Il ritorno di Lula

Libero ed eleggibile l’ex presidente del Brasile

Colpo di scena, annunciato, in Brasile: Luiz Inácio da Silva, detto Lula, il sindacalista diventato il presidente della Repubblica, simbolo della sinistra nazionale e non solo, è stato prosciolto da ogni accusa dal Tribunale Supremo Federale del Brasile: torna  eleggibile e riacquista i suoi diritti politici.

Luiz Inácio da Silva, detto Lula (fonte: lula.com.br).

SAN PAOLO — Nel 2016 Lula era stato coinvolto nella Operação Lava Jato (Operazione autolavaggio), una sorta di Tangentopoli brasiliana con l’accusa specifica di aver ricevuto denaro dalla Petrobras, la grande compagnia petrolifera nazionale, e favori da parte di altre imprese, come la costruzione di un ranch e di un appartamento al mare.

L’occasione fu propizia non solo per il lancio politico del giudice istruttore Sérgio Fernando Moro, ma soprattutto per l’ascesa al potere dell’ultra destra dell’attuale presidente Jair Messias Bolsonaro.

Ripetutamente condannato e incarcerato, è stato rilasciato nel novembre del 2019 per decisione della Corte suprema, poiché non era stata accertata la sua colpevolezza nei reati di cui accusato.

Nel 2019 un indagine del giornale online The Intercept Brasil mise in luce pesanti interferenze di Moro nei confronti dei giudici con suggerimenti sulla condotta del processo e condanne relative.

*Attività da svolgere*:
a: Secondo l'articolo su Lula, da quale compagnia l'ex presidente era accusato di aver ricevuto denaro?
b: Prosegui l'articolo su Lula dal punto in cui si ferma.
I dati qui sotto sono materiale separato dall'articolo su Lula.

*Dati forniti*:
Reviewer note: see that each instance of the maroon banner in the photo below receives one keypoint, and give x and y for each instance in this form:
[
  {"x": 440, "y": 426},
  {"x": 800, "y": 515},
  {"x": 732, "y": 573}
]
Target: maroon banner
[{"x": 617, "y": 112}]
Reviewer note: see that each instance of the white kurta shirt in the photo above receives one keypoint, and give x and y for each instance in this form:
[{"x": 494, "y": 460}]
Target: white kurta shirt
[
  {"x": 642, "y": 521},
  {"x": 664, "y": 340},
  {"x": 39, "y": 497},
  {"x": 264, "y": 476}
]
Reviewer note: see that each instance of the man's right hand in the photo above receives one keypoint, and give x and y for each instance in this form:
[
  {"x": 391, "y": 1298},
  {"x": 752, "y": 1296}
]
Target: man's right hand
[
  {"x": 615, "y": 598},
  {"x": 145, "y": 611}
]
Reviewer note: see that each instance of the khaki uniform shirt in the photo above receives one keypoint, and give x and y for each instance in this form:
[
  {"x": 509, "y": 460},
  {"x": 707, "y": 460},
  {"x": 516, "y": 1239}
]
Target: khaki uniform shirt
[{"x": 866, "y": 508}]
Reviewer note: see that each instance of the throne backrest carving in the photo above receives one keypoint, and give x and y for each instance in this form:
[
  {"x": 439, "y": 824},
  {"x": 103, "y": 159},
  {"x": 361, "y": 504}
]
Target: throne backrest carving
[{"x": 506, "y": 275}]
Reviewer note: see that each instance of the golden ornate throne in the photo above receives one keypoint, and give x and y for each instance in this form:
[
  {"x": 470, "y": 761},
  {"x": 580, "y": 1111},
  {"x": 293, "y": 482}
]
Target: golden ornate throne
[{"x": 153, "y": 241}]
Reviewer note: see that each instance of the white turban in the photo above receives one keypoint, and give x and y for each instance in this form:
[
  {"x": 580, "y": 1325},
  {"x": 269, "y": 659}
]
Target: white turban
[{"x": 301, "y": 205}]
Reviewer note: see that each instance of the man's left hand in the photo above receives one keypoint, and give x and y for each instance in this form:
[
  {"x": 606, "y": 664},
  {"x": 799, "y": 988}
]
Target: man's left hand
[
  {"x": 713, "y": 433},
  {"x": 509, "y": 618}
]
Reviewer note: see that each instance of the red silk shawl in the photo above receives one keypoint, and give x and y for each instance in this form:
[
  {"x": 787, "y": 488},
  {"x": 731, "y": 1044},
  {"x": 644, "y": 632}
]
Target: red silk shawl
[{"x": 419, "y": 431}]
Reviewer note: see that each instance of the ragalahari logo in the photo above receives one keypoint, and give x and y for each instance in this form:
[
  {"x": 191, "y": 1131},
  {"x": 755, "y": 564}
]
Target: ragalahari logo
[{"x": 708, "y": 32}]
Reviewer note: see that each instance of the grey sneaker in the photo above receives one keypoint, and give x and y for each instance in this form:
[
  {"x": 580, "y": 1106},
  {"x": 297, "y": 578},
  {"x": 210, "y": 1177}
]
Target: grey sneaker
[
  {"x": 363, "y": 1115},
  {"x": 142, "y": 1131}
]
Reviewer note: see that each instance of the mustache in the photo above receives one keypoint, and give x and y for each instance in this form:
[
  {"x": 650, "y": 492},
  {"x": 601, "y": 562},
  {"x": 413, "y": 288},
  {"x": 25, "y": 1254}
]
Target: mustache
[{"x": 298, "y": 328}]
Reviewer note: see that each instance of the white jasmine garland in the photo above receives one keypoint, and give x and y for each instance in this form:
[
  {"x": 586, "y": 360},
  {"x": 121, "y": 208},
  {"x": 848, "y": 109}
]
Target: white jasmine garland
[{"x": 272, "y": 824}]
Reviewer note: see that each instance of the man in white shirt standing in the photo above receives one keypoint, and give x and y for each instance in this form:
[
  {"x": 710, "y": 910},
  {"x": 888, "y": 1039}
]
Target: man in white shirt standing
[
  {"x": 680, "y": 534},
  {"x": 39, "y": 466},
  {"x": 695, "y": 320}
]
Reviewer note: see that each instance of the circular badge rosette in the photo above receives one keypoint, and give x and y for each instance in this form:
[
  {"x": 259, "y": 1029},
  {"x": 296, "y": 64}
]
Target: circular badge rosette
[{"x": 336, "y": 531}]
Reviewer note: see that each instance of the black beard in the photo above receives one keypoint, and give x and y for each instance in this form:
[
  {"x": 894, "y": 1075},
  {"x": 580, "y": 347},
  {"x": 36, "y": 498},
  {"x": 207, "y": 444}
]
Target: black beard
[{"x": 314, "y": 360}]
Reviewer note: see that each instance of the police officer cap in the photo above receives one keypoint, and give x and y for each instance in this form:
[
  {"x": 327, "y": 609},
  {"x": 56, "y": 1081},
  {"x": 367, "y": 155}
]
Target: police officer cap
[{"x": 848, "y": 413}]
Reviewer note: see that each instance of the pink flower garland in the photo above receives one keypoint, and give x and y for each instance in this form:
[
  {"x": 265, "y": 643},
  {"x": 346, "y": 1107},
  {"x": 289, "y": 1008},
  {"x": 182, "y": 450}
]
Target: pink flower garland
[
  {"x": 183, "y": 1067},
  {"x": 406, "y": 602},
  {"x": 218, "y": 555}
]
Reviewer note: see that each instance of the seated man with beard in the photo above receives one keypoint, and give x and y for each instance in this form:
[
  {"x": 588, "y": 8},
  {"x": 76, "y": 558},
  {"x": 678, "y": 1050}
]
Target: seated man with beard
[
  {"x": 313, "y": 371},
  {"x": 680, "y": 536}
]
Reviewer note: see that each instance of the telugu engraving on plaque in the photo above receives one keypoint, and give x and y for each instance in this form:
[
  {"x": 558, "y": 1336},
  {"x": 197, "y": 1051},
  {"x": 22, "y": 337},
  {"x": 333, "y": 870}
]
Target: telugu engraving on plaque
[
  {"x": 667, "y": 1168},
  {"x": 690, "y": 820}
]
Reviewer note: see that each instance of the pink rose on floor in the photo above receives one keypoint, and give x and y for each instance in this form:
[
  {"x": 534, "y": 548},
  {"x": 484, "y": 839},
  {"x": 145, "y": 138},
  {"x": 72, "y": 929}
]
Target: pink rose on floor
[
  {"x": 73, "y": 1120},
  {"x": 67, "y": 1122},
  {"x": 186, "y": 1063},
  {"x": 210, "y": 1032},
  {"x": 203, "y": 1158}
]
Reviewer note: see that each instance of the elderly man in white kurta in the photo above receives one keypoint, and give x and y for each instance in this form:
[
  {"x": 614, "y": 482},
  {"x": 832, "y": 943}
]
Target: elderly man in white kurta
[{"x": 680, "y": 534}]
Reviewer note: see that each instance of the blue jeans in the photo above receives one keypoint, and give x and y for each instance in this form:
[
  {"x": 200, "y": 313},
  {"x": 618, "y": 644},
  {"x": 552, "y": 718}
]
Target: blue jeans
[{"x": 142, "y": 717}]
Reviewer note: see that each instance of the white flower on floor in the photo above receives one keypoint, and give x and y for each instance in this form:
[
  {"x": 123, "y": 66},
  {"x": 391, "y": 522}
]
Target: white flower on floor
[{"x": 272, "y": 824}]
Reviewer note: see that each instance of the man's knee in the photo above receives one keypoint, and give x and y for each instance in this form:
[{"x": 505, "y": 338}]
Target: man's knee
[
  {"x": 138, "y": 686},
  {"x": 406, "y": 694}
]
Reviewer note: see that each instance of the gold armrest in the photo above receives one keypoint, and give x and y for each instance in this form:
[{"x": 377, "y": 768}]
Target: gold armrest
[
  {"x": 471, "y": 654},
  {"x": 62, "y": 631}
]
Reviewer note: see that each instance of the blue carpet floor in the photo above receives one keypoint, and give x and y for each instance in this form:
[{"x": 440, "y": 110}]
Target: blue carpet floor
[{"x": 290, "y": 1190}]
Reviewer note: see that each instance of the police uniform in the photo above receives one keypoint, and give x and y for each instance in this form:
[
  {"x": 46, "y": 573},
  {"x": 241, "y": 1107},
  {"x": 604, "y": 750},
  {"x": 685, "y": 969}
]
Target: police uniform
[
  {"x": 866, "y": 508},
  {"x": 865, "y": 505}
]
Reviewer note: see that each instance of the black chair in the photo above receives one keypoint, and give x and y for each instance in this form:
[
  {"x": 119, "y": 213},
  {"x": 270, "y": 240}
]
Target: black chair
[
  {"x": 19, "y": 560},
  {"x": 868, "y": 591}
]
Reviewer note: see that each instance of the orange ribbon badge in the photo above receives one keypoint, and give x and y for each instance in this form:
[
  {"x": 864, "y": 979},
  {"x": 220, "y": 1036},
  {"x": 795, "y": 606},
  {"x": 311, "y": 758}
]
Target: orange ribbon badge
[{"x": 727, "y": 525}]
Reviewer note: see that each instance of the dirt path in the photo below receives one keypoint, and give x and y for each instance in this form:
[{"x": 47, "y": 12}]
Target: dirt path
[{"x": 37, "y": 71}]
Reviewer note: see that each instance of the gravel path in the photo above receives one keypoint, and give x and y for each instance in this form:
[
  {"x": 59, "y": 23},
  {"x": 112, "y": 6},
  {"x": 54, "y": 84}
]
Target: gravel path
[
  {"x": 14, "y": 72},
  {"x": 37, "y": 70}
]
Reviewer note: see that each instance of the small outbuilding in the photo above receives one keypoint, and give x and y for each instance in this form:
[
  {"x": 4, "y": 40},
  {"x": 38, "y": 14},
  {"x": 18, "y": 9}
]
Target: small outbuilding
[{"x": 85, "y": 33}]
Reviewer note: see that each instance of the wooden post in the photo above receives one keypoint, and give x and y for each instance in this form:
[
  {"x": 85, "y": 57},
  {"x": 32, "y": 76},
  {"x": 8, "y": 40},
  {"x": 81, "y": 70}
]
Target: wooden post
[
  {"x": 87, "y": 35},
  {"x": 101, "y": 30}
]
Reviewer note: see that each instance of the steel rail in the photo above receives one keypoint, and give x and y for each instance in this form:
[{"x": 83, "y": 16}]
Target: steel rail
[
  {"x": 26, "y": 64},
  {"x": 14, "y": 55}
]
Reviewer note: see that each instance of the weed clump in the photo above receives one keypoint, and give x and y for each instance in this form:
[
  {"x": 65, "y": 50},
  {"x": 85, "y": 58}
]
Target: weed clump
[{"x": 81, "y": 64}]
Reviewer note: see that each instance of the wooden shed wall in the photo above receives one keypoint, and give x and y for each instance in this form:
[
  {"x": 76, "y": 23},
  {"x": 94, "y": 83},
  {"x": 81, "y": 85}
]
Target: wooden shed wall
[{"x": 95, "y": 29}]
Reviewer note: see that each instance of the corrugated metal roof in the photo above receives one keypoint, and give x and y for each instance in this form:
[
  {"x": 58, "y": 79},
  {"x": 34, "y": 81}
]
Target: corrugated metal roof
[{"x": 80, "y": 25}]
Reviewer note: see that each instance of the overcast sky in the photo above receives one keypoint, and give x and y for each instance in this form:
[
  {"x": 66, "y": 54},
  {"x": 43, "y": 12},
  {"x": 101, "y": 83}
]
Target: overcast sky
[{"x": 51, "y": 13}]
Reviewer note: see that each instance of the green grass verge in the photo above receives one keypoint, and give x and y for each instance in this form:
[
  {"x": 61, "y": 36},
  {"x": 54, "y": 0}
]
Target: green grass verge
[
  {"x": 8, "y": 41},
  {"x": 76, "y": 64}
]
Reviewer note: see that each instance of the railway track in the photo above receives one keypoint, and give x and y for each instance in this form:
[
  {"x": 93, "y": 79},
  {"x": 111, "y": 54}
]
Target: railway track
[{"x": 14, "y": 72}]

*Le risposte*:
a: Dalla Petrobras, la grande compagnia petrolifera nazionale.

b:
La decisione del presidente del Tribunale supremo di giustizia, Luiz Edson Fachin (che da anni si occupa dell’Operazione autolavaggio) si basa su un principio semplice del diritto. Non ha nulla a che vedere con la validità dell’accusa, né della difesa; e non entra nel merito della condotta né degli investigatori né degli imputati.

È il principio del giudice naturale, diritto fondamentale riconosciuto da tutti gli ordinamenti giuridici degli stati di diritto, che protegge la certezza del giudice, sottratta a qualsiasi arbitrarietà di designazione (nessuno può scegliersi il giudice; nessun giudice può scegliersi gli imputati). Come sarebbe al contrario avvenuto nel caso di Lula, scelto dal tribunale di Curitiba per il giudizio.

Così Lula torna eleggibile, anche se indebolito nell’immagine e nel fisico dal carcere subito (e anche da alcuni gravi lutti in famiglia), ma pur sempre come temibile avversario se non in prima persona almeno come testimone di un futuro candidato contro l’improponibile ma fortissimo Bolsonaro.

La sentenza, che era già stata in qualche modo annunciata dallo stesso Fachin nell’estate scorsa, in Brasile ha incendiato gli animi a destra e a sinistra, e anche tra chi non è schierato.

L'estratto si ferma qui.